● Action item: In the account of the Costa Rica yoga retreat, what does the chant "Aham Prema" translate to?

About a year and a half after I started to come out the other side, a friend and I went on a yoga retreat in Costa Rica. It was her idea and while I wasn’t much of a yogi at the time, as anyone who knows me knows, I never turn down an excuse to go somewhere new on vacation. It was both of our first times in a retreat setting, so our first reaction was how bare bones our rooms were – on frills and no TV! We were ready to hightail it out of there and find a fancy spot on the beach. But luckily, we stuck it out and I am so glad we did.
We did yoga twice a day, ate healthy meals, did amazing body treatments and met a great group of people – some who I still talk to today. And that is where I was first introduced to Ayurveda. I have always been interested in diet and health and have tried pretty much every diet out there – or at least know about it. The dining hall area had information about Ayurveda and tips for Ayurvedic eating. I remember one saying that cantaloupe in particular should be eaten alone and thinking to myself at the time how random that was. (Ayurveda does not recommend mixing fruit with other foods as it impairs digestion.) I didn’t follow it at the time but just took it in.
I also did this amazing body treatment when I was there because it guaranteed it would clear toxins out of your body. And at the time, coming off my depression and working in a highly toxic work environment, it was what I needed – toxins be gone. In retrospect, I am fairly confident the treatment I got was shirodara, which is an Ayurvedic body treatment that drips warm oil on your forehead and down your temples, creating a meditative state that pacifies your Vata – a practice that is now one of my favorite things in life. You then get an amazing full body massage with the oil and are slathered in it from head to toe. What I remember from that experience was my hair DRIPPING with oil and the therapist telling me I had to keep it in to ensure the toxins came out. And I was game – no way was I messing with those toxins not being released. I remember going to dinner that night an oily, hot mess, but determined to do whatever I needed to get those toxins out. And knowing my porous, thick hair, that oil probably didn’t come out for months.
During our last day of the trip in our afternoon yoga class, I had a life-changing experience. The morning yoga was always more physical and the afternoon more experiential. That afternoon I tried meditation for the first time. I was scared as at that point in my life I never sat still and was petrified of being in my own head. But I survived. Then the teacher put us in a circle, probably made us hold hands, and amongst other things (I can’t remember it all) she started chanting “Aham Prema” which translates to “I am Love.” And like I said, I don’t remember the class exactly but all I know is by the end of it I was bawling, crying like a baby – In public! In front of my friend! In front of strangers! In Costa Rica! This was monumental as I was a woman who never cried EVER unless it was a TV show or movie that had nothing to do with my life. So it was mind-blowing to me – how could this circle of people and chanting bring me to tears? What the hell was I even crying about? I had no idea, but I knew I had to find out. So I went home vowing that I would continue exploring these practices and first on my list was meditation.

● Given entries:
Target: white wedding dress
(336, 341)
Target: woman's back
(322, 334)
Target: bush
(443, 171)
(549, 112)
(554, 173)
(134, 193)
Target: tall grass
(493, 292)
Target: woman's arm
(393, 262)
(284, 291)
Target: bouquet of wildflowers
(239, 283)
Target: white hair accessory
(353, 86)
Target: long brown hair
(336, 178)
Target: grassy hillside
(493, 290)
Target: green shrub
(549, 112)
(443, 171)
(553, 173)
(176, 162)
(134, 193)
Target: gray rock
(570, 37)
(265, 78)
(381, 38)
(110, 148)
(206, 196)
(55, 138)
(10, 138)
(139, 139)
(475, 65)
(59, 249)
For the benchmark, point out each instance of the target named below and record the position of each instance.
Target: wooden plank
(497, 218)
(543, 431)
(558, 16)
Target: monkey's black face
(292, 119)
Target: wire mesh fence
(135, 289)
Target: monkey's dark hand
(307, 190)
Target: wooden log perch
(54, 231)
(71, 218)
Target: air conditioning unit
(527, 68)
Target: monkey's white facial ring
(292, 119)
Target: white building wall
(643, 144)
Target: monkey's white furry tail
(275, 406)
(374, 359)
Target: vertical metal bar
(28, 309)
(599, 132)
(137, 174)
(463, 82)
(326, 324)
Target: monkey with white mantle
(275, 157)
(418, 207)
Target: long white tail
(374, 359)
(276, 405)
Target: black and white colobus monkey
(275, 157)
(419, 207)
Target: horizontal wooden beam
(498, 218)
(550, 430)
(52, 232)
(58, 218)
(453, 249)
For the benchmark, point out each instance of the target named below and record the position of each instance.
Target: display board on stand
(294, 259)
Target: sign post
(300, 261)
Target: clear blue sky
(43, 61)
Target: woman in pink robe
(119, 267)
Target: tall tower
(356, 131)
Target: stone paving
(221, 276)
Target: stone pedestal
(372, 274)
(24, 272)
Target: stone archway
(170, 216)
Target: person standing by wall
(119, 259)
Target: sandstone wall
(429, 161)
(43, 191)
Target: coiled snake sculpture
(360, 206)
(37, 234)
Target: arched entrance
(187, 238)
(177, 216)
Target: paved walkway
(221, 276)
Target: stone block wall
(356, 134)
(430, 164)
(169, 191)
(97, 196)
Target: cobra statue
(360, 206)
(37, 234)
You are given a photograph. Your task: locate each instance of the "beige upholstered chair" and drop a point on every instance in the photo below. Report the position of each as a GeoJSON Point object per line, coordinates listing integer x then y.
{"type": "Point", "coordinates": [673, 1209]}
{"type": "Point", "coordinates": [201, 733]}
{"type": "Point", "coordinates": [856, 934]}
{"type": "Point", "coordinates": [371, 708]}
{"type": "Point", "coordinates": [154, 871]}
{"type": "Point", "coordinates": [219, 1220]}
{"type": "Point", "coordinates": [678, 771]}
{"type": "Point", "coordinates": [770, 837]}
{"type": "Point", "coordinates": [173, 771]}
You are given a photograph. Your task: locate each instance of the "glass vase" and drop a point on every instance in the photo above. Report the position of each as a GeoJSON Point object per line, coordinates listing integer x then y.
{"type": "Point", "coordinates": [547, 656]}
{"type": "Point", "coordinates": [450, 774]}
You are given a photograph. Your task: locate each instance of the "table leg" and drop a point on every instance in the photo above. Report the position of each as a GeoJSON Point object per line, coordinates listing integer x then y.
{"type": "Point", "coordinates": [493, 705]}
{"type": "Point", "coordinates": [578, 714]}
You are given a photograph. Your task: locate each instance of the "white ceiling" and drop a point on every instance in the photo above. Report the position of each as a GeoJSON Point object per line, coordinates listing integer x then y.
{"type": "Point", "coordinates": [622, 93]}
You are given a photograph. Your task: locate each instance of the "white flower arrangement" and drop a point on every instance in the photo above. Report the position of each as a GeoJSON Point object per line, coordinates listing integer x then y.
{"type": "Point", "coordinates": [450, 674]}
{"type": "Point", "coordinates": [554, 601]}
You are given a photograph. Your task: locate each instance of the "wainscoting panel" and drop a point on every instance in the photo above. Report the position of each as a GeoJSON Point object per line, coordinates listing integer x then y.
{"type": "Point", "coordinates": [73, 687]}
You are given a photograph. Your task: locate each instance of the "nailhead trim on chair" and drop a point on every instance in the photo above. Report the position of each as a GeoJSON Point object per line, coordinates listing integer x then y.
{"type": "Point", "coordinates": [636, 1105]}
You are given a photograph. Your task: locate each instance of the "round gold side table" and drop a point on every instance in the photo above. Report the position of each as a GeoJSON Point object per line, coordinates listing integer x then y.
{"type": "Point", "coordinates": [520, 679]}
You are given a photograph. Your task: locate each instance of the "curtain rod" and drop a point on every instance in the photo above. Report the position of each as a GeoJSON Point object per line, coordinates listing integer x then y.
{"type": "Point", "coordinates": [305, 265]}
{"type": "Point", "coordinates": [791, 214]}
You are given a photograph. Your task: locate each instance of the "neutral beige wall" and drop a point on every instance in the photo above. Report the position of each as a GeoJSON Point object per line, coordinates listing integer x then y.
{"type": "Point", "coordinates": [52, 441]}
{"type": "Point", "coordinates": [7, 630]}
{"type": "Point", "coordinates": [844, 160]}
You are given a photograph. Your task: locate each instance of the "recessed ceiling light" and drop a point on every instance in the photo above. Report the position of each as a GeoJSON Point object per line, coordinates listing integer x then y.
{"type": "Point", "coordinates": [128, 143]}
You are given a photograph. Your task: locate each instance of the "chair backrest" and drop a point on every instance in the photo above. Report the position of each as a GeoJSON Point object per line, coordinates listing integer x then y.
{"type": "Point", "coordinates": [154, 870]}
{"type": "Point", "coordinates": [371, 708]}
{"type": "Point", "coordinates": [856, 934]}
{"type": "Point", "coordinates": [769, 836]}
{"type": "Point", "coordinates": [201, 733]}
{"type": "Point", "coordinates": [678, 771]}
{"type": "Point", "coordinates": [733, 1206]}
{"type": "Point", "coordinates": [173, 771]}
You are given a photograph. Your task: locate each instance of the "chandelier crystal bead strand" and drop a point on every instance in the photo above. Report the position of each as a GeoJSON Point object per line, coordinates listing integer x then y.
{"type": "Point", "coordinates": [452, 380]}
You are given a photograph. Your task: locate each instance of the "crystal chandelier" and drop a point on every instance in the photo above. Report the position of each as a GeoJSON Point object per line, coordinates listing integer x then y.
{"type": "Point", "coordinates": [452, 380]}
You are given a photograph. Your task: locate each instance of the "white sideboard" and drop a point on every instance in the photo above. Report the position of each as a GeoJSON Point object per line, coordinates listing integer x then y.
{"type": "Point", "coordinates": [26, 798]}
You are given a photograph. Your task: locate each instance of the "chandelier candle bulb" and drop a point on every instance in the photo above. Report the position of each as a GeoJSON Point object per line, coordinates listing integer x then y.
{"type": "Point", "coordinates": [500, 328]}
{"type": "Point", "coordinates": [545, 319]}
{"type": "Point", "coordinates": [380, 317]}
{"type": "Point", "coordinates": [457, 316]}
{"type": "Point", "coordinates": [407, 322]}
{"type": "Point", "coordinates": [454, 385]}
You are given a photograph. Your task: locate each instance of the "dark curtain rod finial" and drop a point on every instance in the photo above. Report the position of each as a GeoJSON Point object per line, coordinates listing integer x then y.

● Response to this exercise: It translates to "I am Love."